» TO DO: When you print the material, keep every line identical to the original.

» DATA EXTRACT:
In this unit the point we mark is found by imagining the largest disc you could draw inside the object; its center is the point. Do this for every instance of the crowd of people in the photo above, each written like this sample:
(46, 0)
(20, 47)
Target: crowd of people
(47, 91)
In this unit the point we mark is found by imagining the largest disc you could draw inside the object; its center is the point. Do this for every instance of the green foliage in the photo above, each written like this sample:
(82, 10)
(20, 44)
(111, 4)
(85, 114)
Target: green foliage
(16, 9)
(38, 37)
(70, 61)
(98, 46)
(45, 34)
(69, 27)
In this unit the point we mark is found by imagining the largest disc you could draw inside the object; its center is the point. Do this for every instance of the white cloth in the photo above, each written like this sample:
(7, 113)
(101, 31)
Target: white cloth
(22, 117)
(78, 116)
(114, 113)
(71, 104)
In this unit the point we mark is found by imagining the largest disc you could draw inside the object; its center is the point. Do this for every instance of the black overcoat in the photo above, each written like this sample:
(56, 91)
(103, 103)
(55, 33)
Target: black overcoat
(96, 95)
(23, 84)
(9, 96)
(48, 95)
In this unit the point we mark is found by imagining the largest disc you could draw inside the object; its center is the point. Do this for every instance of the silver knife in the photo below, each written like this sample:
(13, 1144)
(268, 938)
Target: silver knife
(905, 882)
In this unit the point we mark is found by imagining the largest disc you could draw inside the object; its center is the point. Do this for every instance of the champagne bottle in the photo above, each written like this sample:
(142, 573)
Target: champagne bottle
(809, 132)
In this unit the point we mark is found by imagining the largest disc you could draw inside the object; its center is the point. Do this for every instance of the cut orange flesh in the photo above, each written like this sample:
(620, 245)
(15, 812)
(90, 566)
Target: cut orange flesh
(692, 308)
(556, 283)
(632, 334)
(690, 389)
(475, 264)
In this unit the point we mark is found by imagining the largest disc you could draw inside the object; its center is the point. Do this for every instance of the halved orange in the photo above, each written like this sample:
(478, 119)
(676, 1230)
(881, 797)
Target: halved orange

» PROBLEM SOLUTION:
In this unit the point we mark is found by imagining the largest disc you could draw inside the object; its center is the point. Do this for every instance of the crowd of people in the photo above, each written like this sample:
(46, 0)
(20, 47)
Target: crowd of people
(47, 91)
In this unit the point we mark is found by imagining the largest disc you could draw inside the object; its center is the point. Do this for every instance of the green foliage in the photo above, each written like this sample:
(82, 10)
(20, 44)
(111, 4)
(85, 114)
Target: green foliage
(16, 9)
(38, 37)
(70, 61)
(98, 46)
(45, 34)
(69, 27)
In this unit the point we mark is found by imagining the largest disc you could draw inside the object; its center is the point. Do this for every instance of the white cloth in the photo above, each written like this sample:
(7, 113)
(101, 31)
Target: white cloth
(22, 117)
(78, 116)
(114, 113)
(71, 104)
In this unit the point we mark is found by imagining the largest disc you could draw inside the object; its center is the point. Do this for every instance of the black overcoat in the photo above, each written like this sample:
(56, 91)
(103, 103)
(55, 33)
Target: black overcoat
(96, 95)
(23, 84)
(9, 96)
(48, 95)
In this unit the point we mark is found by imagining the largest disc you could draw inside the object; its center is the point. Do this for every instance of the silver knife in the photo below, each written like this sample:
(13, 1144)
(268, 938)
Target: silver knife
(905, 882)
In this unit the point we mark is found by imagining the largest disc you could draw inside the object; its center is the point. Do this for every instance of the champagne bottle in the photo above, each written like this sample:
(142, 573)
Target: champagne bottle
(809, 132)
In this unit the point we mark is found by imagining the largest disc you could draw inside the object; its center is the point. Do this for every instance of the cut orange flesh in the photo above, each written like this sample:
(620, 245)
(15, 812)
(90, 566)
Target: cut orange flesh
(692, 308)
(556, 283)
(632, 334)
(690, 389)
(475, 264)
In this unit the point we mark is found by imagining the largest disc you could draw inside the object; its center is the point. Do this for every instance of the halved orange in the photo above, each written like this sample:
(478, 119)
(676, 1230)
(881, 797)
Target: halved orange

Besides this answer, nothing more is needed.